*DIRECTIONS:* Rewrite the lines below, replacing each "list the coordinates" with "give the coordinates" and keeping everything else the same.

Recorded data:
────────────────────────────────────────

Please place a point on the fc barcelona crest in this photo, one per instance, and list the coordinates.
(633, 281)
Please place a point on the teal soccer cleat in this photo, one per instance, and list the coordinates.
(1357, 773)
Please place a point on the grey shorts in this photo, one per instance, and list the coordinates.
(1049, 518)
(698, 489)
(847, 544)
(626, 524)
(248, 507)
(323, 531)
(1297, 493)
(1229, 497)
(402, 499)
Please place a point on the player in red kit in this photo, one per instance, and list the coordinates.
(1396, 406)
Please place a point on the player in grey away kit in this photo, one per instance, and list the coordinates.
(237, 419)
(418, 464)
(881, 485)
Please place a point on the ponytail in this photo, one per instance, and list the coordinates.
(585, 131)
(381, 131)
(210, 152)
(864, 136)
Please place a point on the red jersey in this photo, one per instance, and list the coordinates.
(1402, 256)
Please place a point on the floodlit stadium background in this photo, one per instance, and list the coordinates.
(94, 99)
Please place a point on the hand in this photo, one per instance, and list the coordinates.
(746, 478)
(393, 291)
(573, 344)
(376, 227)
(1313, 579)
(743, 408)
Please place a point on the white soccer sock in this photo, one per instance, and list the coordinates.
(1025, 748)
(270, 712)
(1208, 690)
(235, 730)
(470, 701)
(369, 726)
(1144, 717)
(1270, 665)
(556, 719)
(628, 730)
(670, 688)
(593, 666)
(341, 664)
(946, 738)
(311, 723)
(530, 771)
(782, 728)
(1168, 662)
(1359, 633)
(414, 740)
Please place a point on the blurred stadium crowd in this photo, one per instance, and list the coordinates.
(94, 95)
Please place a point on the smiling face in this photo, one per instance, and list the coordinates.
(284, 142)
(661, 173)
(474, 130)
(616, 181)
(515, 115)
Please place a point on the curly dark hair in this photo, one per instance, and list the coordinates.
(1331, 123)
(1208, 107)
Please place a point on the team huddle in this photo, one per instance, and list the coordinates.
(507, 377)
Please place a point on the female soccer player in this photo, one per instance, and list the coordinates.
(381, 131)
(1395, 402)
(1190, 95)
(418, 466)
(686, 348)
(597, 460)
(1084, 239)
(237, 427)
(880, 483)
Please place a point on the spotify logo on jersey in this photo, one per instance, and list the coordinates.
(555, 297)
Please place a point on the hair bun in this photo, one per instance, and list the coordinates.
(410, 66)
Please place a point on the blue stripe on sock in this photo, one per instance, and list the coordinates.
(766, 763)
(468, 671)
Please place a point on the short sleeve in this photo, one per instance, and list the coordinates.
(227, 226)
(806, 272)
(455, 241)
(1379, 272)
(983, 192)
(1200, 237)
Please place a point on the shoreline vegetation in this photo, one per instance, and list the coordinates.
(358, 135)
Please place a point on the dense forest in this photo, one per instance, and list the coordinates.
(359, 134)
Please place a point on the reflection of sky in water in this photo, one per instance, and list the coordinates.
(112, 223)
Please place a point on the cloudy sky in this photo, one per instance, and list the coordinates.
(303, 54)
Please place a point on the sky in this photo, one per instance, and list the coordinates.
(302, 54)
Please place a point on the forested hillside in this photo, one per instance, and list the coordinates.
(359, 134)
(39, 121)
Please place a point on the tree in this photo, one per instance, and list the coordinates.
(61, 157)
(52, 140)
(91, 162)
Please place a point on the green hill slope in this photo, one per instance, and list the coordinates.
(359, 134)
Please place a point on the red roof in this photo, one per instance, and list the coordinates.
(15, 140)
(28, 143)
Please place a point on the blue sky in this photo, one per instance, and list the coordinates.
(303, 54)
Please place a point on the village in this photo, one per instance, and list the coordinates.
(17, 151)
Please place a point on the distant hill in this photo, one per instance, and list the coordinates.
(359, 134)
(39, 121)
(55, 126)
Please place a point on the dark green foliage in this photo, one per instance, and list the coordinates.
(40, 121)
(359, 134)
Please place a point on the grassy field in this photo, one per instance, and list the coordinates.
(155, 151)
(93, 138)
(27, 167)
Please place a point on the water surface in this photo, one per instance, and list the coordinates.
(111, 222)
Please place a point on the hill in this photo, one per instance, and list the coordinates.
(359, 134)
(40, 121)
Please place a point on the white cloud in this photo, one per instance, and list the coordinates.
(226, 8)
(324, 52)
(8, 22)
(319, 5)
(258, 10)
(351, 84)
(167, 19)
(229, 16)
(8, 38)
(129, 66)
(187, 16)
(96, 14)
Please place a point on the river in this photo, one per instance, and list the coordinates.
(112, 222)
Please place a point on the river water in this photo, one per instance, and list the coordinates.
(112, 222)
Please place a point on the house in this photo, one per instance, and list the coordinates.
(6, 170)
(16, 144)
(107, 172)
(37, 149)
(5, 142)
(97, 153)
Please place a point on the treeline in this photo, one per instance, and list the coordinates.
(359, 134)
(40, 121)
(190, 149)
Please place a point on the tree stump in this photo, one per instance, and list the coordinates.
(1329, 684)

────────────────────────────────────────

*EXERCISE OUTPUT:*
Please place a point on the fc barcelona crest in this photo, one per instance, and give the coordinates.
(633, 281)
Please place a point on the teal soccer cleat in this photo, one per instance, and give the coordinates.
(1357, 773)
Please place a point on the grey shorts in this photo, one per instance, and give the coordinates.
(1049, 518)
(698, 489)
(847, 544)
(626, 524)
(248, 507)
(323, 531)
(1297, 493)
(1229, 497)
(402, 499)
Please place a point on the player in red kit in this photo, one per instance, and give the coordinates.
(1396, 406)
Please place a point on the player in grey away kit in this photo, one per instance, and give the coordinates.
(237, 419)
(418, 464)
(881, 485)
Please place a point on the ponytail in this photo, one per instance, and give the coordinates.
(585, 131)
(381, 131)
(210, 152)
(864, 136)
Please place a point on the red jersey in this photo, one per instance, and give the coordinates.
(1402, 256)
Please place a point on the floodlit stadium background in this photo, one per instance, and give the coordinates.
(94, 99)
Please place a point on the hand in this photo, one per instance, and give the coordinates.
(746, 478)
(393, 291)
(573, 344)
(376, 227)
(1313, 579)
(743, 408)
Please place a point on the white soccer sock in this photo, one per instance, and give the coordinates.
(1025, 748)
(270, 712)
(1208, 690)
(235, 730)
(470, 701)
(369, 726)
(1144, 717)
(1270, 665)
(556, 719)
(628, 730)
(670, 688)
(593, 666)
(341, 664)
(946, 738)
(311, 723)
(530, 771)
(782, 728)
(1168, 662)
(1359, 633)
(414, 740)
Please place a point on the blurred stadium crowd in this photo, one per instance, and give the coordinates.
(94, 95)
Please place a point on the smiling face in this photo, one per instance, and give the coordinates.
(284, 142)
(661, 173)
(474, 130)
(616, 181)
(515, 115)
Please place a point on the curly dark hair in this photo, one per instance, and give the coordinates.
(1331, 123)
(1208, 107)
Please place a point on the team huddle in this photo, one per instance, and give the coordinates.
(507, 377)
Please place a point on the female soccer player in this photo, one per instance, and give the coordinates.
(381, 131)
(1395, 402)
(1190, 95)
(418, 466)
(686, 348)
(597, 460)
(1084, 239)
(237, 427)
(880, 483)
Please place a point on the spotify logo on jersey in this photo, one per instance, and give the coordinates.
(555, 297)
Please place a point on the hair bun in this photo, one per instance, and give the coordinates.
(410, 66)
Please place a point on the blue stripe on sock in this photo, one per instance, and give the coordinates.
(766, 763)
(468, 671)
Please place a point on the short sleeve in this photo, one per instance, and give the coordinates.
(227, 226)
(806, 272)
(455, 241)
(1379, 272)
(983, 192)
(1200, 237)
Please place a point on the shoreline vegetation in this photo, one per instance, and give the coordinates.
(358, 135)
Please place a point on the dense forest in this photo, one per instance, and give the coordinates.
(359, 134)
Please place a point on the reflection of sky in water in this photo, one per instance, and give the coordinates.
(112, 223)
Please place a point on the cloudy sky in this photo, one per instance, and give the coordinates.
(303, 54)
Please place a point on the sky in this photo, one per instance, and give the coordinates.
(302, 54)
Please place a point on the forested hillside in this photo, one per instance, and give the coordinates.
(359, 134)
(39, 121)
Please place a point on the tree in this photo, one per instance, and give the coordinates.
(61, 157)
(52, 140)
(91, 162)
Please place a point on the green hill slope in this photo, one per instance, and give the coordinates.
(359, 134)
Please place a point on the red roof in this photo, one per instance, and give the coordinates.
(15, 140)
(28, 143)
Please place a point on the blue sky in this photo, one per instance, and give the coordinates.
(303, 54)
Please place a point on the village in this photo, one per instance, and give the coordinates.
(17, 151)
Please place a point on the distant hill in this photo, one per instance, and give the coordinates.
(359, 134)
(39, 121)
(55, 126)
Please place a point on the dark green foliage in this photo, one per instance, and give the coordinates.
(40, 121)
(359, 134)
Please place a point on the grassy field in this photo, one per instance, and give the coordinates.
(155, 151)
(93, 138)
(27, 167)
Please place a point on the water surface in this photo, one per instance, and give the coordinates.
(111, 222)
Please place a point on the hill in this photo, one per instance, and give the coordinates.
(359, 134)
(40, 121)
Please place a point on the white cloud in this photo, one per instance, and give the coordinates.
(226, 8)
(324, 52)
(8, 22)
(319, 5)
(258, 10)
(351, 84)
(167, 19)
(229, 16)
(8, 38)
(129, 66)
(187, 16)
(96, 14)
Please place a point on the river in this photo, one per instance, and give the coordinates.
(112, 222)
Please place a point on the river water in this photo, one per instance, and give the coordinates.
(112, 222)
Please place a point on the house in this photo, one per instance, and give the coordinates.
(6, 170)
(16, 144)
(107, 172)
(37, 149)
(5, 142)
(97, 153)
Please place a point on the treeline in this photo, one per instance, and give the coordinates.
(359, 134)
(40, 121)
(190, 149)
Please place a point on the tree stump in this photo, one per instance, and give the coordinates.
(1329, 684)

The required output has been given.